> **TASK GOAL**:
Return all of the data exactly as given.
___
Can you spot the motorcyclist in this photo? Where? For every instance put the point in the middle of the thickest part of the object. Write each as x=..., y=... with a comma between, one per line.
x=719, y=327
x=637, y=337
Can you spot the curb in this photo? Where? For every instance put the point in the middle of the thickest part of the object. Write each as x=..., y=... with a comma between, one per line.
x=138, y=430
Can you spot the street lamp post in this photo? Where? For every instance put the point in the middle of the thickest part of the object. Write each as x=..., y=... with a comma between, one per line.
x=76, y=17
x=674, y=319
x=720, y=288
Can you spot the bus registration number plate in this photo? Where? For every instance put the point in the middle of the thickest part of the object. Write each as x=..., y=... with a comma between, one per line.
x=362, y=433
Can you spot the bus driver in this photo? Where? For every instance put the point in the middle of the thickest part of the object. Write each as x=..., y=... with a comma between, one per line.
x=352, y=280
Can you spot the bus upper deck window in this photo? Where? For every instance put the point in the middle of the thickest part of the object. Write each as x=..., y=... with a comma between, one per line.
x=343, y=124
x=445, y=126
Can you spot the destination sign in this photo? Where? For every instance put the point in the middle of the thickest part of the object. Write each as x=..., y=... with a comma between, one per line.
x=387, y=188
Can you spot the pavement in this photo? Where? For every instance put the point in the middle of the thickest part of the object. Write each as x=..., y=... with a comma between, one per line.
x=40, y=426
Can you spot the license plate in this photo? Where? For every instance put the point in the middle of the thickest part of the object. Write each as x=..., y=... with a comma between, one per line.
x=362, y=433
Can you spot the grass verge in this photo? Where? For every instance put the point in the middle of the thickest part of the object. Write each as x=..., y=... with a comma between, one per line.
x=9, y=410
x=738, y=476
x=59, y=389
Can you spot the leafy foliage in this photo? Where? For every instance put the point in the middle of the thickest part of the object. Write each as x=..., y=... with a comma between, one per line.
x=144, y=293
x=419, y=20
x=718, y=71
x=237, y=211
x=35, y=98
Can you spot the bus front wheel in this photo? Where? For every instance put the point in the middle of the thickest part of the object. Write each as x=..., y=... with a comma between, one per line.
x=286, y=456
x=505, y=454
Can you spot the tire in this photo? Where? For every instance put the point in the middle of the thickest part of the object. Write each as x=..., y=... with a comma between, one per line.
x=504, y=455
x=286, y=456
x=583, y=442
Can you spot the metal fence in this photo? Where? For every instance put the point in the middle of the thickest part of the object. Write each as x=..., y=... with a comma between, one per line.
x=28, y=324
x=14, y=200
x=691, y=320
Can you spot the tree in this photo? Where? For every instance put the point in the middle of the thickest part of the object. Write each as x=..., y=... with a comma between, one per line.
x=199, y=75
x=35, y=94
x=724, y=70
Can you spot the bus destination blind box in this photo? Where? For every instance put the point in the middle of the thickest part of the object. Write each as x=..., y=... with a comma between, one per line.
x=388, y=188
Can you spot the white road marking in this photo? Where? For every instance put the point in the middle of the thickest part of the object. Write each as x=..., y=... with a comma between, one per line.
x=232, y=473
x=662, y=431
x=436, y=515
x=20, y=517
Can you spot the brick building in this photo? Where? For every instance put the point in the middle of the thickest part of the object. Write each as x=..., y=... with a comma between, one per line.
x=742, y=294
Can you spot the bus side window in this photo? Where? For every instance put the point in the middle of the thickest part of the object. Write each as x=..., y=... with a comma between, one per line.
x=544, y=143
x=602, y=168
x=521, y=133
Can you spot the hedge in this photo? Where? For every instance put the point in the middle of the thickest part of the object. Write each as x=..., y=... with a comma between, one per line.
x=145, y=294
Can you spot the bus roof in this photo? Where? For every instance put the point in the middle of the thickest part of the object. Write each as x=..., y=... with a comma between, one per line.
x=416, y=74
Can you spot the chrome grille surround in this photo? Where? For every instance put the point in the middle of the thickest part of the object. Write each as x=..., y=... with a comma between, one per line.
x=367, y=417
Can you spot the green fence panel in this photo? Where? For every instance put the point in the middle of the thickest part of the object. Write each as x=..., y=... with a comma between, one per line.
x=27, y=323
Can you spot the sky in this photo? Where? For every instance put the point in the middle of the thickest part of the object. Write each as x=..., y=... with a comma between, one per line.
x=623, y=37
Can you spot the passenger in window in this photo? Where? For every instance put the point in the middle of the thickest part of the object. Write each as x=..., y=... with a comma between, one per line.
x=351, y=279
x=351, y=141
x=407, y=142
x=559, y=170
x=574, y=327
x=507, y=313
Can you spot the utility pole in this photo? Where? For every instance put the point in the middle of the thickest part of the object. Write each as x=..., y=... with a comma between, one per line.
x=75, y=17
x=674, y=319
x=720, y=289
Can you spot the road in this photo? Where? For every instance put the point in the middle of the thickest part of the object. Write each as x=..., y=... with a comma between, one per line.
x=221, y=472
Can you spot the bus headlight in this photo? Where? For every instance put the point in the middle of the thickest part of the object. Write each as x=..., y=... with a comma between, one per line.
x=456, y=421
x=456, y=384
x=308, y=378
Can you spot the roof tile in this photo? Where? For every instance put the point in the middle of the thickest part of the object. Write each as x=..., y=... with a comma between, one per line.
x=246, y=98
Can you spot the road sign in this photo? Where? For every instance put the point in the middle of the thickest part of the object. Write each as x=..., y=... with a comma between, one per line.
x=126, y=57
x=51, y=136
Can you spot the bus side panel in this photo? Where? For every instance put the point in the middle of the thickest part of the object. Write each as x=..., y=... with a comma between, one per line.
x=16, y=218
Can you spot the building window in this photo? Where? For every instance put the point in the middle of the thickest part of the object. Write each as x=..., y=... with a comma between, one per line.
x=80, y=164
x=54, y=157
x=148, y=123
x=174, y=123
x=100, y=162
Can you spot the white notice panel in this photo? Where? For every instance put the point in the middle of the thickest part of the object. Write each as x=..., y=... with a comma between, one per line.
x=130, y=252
___
> **RESULT OF THIS EXERCISE**:
Can you spot the motorcyclist in this photo? Where? For every instance put the point in the middle of the thickest part of the object. Write each as x=..., y=... with a comma between, one per line.
x=719, y=327
x=637, y=337
Can you spot the curb in this photo? Where? For every instance put the point in the middle of the thickest part of the object. Write each as x=..., y=... with a comma between, one per line.
x=138, y=430
Can you spot the street lamp post in this photo? Where? For every instance put the point in the middle of the thickest part of the object. Write each as x=..., y=... with a comma between, one per line.
x=76, y=17
x=674, y=319
x=720, y=288
Can you spot the bus registration number plate in this photo? Where? For every instance put the point in the middle of the thickest part of the object. Write each as x=..., y=... with a comma between, one per line.
x=362, y=433
Can you spot the bus driver in this photo? Where? For every instance put the point in the middle of the thickest part of the object. Write each as x=..., y=... with a comma between, one per line.
x=352, y=280
Can you spot the bus upper deck window in this photo? Where? For every instance put the point in the middle of the thickest part of the object. Write each as x=..., y=... with a comma between, one per line.
x=343, y=124
x=445, y=126
Can you spot the destination sign in this photo? Where? For every instance put the point in the middle of the thickest part of the object. Write each as x=..., y=... with a comma between, one per line.
x=387, y=188
Can you spot the pavement in this photo? Where? For every instance put the point in the middle of the thickest part of the object. Write each as x=..., y=... with a comma between, one per line.
x=40, y=426
Can you spot the license plate in this photo? Where? For every instance put the point in the middle of the thickest part of the object. Write each as x=..., y=... with a comma between, one per line.
x=362, y=433
Can you spot the grass verge in this photo? Where? For every instance put the point in the middle of the thickest part of the object. Write each as x=..., y=... with a comma between, one per line.
x=9, y=410
x=738, y=476
x=59, y=389
Can you spot the leafy foliage in this photo? Where? For every instance put the point in the middle of the thickest part of the object. Write each as x=..., y=... with a comma between, one per line.
x=144, y=293
x=419, y=20
x=718, y=71
x=237, y=211
x=35, y=98
Can you spot the bus front wheel in this photo? Where? For every instance put the point in the middle of the thickest part of the object. Write each as x=..., y=... with a comma between, one per line.
x=286, y=456
x=505, y=454
Can you spot the tire in this photo? Where? For every instance put the point in the middle of the thickest part of the object. Write each as x=..., y=... with a comma between, one per line.
x=504, y=455
x=286, y=456
x=583, y=442
Can you spot the metal fence in this photo? Where? For every instance put the point in the middle of the thickest part of the object. Write each as x=..., y=... with a comma between, one per line.
x=28, y=324
x=14, y=200
x=691, y=320
Can you spot the tree in this photo? Where? For every instance put the point in the middle of the thickest part of the object. Write each as x=..., y=... with a comma between, one per line.
x=199, y=75
x=35, y=94
x=724, y=70
Can you spot the bus destination blind box in this photo? Where? For every instance put the point in the middle of the thickest part of the object. Write each as x=..., y=... with a comma between, one per line.
x=388, y=188
Can you spot the white road marking in this photo? Where? For every instance put the point in the middle of the thickest part of the object. Write each as x=..., y=... with a comma between, one per line.
x=232, y=473
x=662, y=431
x=436, y=515
x=20, y=517
Can you spot the brick building in this photo? Where? For every instance put the point in the middle of the thickest part of the object. Write each as x=..., y=... with a comma between, one per line.
x=742, y=294
Can you spot the bus side window in this photo? Where? For every instance put the point in the middle of the thickest part of the object. Write each as x=..., y=... with a comma between, one per line.
x=544, y=143
x=602, y=168
x=521, y=133
Can you spot the hedge in this photo? Where? For every instance put the point in the middle of the thickest part of the object. Write each as x=..., y=... with a comma between, one per line.
x=145, y=294
Can you spot the bus roof in this photo? Where? For every instance put the point in the middle of the thickest part of the object. Write each as x=..., y=... with a comma between, one per line.
x=416, y=74
Can you spot the chrome grille surround in this photo? Where? For every instance put the point in the middle of the thickest part of the object. Write each as x=..., y=... with a comma between, one per line.
x=367, y=417
Can you spot the green fence panel in this photo? Where? For every instance put the point in the middle of the thickest part of the object. Write each as x=..., y=... with a comma between, one per line.
x=27, y=323
Can you spot the sky in this photo? Where? For every instance put the point in the middle of the thickest part of the object. Write each as x=..., y=... with a comma between, one per line.
x=623, y=37
Can you spot the passenger in window in this photo? Where? For every instance put the point in the middle of the thickest part of the object. Write each as x=..., y=... with a comma between, one per line.
x=351, y=279
x=351, y=141
x=407, y=142
x=559, y=170
x=574, y=327
x=507, y=313
Can you spot the utility pole in this photo? Where? For every instance put the point in the middle of the thickest part of the object. Write each as x=..., y=... with a comma between, one per line.
x=75, y=17
x=674, y=319
x=720, y=289
Can you spot the road in this photo? Where? For every instance put the point in the middle of the thickest part of the object. Write each as x=..., y=... with a comma between, one per line.
x=221, y=472
Can you spot the bus headlight in this photo? Where? For every instance put the point in the middle of the thickest part of the object. Write each as x=..., y=... with a comma between, one per line.
x=456, y=421
x=456, y=384
x=308, y=378
Can you spot the roof tile in this photo? Where? For every instance put the point in the middle of the thickest part of the object. Write each as x=..., y=... with a comma between, one per line.
x=246, y=98
Can you spot the road sign in this photo? Where? For every instance put the point in the middle of the thickest part of the object. Write each as x=..., y=... with a comma between, one per line.
x=126, y=57
x=51, y=136
Can you spot the bus side panel in this photo? Where? For every instance put the point in the middle of the thickest part of the object. Write each as x=..., y=... with a comma between, one per line.
x=16, y=218
Can you spot the building window in this photo? Where? For every instance put the point in the middle of the thickest part of the object. Write each as x=..., y=... with a comma between, one per line.
x=80, y=164
x=54, y=157
x=148, y=123
x=174, y=123
x=100, y=162
Can you spot the white notice panel in this photo? Where? For every instance put the point in the middle of the thickest part of the object. Write each as x=..., y=... with a comma between, one per line.
x=130, y=252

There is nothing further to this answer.